— Work to complete —
Pick up the news story about the second day of the U.S.-led attack on Iraq and continue it from its last sentence.
==== Text shown
Estimated read time: 4-5 minutes
This archived news story is available only for your personal, non-commercial use. Information in the story may be outdated or superseded by additional information. Reading or replaying the story in its archived form does not constitute a republication of the story.
(AP) -- American and British combat units rumbled across the desert into Iraq from the south Thursday and bombed limited targets in Baghdad. But military commanders withheld the massive onslaught that would signal all-out war as U.S. officials tried to talk the Iraqi regime into giving up.
"The days of the Saddam Hussein regime are numbered," Defense Secretary Donald H. Rumsfeld predicted, although he also said there was "no need for a broader conflict" if Iraqi leaders surrender.
Rumsfeld hinted that talks with Iraqi military elements, including some in the elite Republican Guard, may have been behind a delayed start to a planned massive aerial assault.
"We still hope" the Iraqi leadership can be replaced "without the full force and fury of a war," Rumsfeld said after meeting with lawmakers on Capitol Hill.
On the second day of Operation Iraqi Freedom, American officials held out the tantalizing possibility that Saddam had been killed in the mission, personally approved by President Bush at the White House. "We've reached no conclusion" said White House spokesman Ari Fleischer, as intelligence analysts tried to determine whether a man in military garb shown on state-run television was the Iraqi leader or a double.
State-run Iraqi television said Saddam survived, and met with his top aides to counter the U.S.-led attack.
"We are resolved to teach the criminal invaders hard lessons and make them taste painful punishment," declared the Iraqi military.
Prime Minister Tony Blair, Bush's staunchest ally in the war effort, went on television to tell his country that British forces were "engaged from air, land and sea. Their mission: to remove Saddam Hussein from power and disarm Iraq of its weapons of mass destruction," he said in the recorded address.
It was the second straight night that cruise missiles and bombs penetrated Baghdad.
This time, officials said the targets included facilities of the Special Republican Guard and the Special Security Organization. The organization, run by Saddam's younger son, Qusai, oversees most security and intelligence activities in Iraq.
Red and white anti-aircraft tracers lit the night sky and a huge plume of smoke rose from the west bank of the Tigris River in central Baghdad. A senior defense official with direct knowledge of the operation said about two dozen Tomahawk missiles were fired from two American and two British submarines, plus one American surface ship. The vessels were in the Persian Gulf and the Red Sea.
But two officials, speaking on condition of anonymity, said the night strikes were not the beginning of the massive air assault that Pentagon officials have said they plan to unleash.
In southern Iraq, white light glowed in the desert sky, and the sound of explosions could be heard from across the Kuwait-Iraq frontier as the 3rd Infantry Division unleashed an artillery barrage. Troops eager to cross the border into Iraq cheered -- and units were soon on their way.
========
==== Given entries
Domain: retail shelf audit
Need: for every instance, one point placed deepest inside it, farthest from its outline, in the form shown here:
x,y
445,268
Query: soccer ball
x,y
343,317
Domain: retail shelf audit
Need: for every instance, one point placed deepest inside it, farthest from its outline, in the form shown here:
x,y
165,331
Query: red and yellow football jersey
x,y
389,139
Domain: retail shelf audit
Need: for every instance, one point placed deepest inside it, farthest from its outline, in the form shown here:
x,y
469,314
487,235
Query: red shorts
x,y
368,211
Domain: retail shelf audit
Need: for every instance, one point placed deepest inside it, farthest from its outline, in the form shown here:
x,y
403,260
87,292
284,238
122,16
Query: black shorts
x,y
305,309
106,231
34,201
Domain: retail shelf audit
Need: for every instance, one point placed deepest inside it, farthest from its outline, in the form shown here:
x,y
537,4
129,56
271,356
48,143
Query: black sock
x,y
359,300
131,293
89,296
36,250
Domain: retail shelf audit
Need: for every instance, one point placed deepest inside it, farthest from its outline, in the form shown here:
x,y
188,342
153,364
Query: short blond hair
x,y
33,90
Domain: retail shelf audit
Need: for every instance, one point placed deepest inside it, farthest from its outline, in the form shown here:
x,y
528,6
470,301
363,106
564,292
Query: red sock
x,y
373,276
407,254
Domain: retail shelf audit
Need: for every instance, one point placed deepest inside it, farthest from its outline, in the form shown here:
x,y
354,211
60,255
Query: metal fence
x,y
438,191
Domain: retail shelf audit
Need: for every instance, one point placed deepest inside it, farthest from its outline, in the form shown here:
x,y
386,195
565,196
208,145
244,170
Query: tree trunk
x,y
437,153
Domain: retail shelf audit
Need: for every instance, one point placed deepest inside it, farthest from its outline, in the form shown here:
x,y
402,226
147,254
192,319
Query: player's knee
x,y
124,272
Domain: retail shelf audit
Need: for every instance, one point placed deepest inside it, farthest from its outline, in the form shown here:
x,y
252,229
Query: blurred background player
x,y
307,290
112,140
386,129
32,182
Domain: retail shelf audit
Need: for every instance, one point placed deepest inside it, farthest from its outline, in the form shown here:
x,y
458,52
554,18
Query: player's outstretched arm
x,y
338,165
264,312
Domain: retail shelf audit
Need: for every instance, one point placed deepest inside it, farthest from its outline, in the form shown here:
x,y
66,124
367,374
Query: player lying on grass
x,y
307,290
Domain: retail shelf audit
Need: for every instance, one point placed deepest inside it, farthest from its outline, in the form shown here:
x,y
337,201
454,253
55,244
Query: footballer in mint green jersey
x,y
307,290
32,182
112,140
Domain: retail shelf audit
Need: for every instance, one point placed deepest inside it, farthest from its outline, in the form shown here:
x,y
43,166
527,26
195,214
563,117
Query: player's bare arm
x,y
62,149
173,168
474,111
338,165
========
— Solved problem —
The 101st Airborne Division rumbled across the desert in a vast convoy -- trucks, tankers, humvees and more rolling along under a round white moon.
Iraq sent missiles toward Kuwait in retaliation for the pre-dawn attack against Saddam, and American officials said they had set fire to some of their own oil wells. Protecting the oil-rich Basra region was one of the American military's goals as Marines and Army special forces headed into Iraq.
The Iraqi missiles landed harmlessly in the Kuwaiti desert. Officials said none of the Iraqi missiles caused injuries, and one was intercepted by a Patriot missile. Thousands of American and British troops donned protective gear, but there was no evidence the missiles carried chemical or biological weapons.
The onset of war sparked anti-war demonstrations across the country and at U.S. embassies around the world. The State Department warned U.S. citizens abroad of an increased danger of terrorism.
In Washington, the Senate unanimously approved a resolution supporting U.S. military forces, while protesters briefly blocked one of the Potomac River bridges carrying traffic into the capital. Outside the White House, demonstrators shouted, "No blood for oil." San Francisco police arrested more than 1,000 demonstrators and there were peace rallies in many other U.S. cities.
In an unusual diplomatic move, the Bush administration called Thursday for the expulsion of Iraqi diplomats by all countries that recognize and deal with the government in Baghdad.
State Department spokesman Richard Boucher said the diplomats represented a "corrupt and ruthless regime."
The Bush administration seized $1.75 billion in Iraqi assets already frozen in the Gulf War, saying the money would be used for humanitarian purposes in Iraq.
Bush arrived in the Oval Office before 7 a.m., and summoned his Cabinet to a mid-afternoon meeting to discuss the war. He planned to leave the White House early Friday afternoon for his customary weekend at Camp David.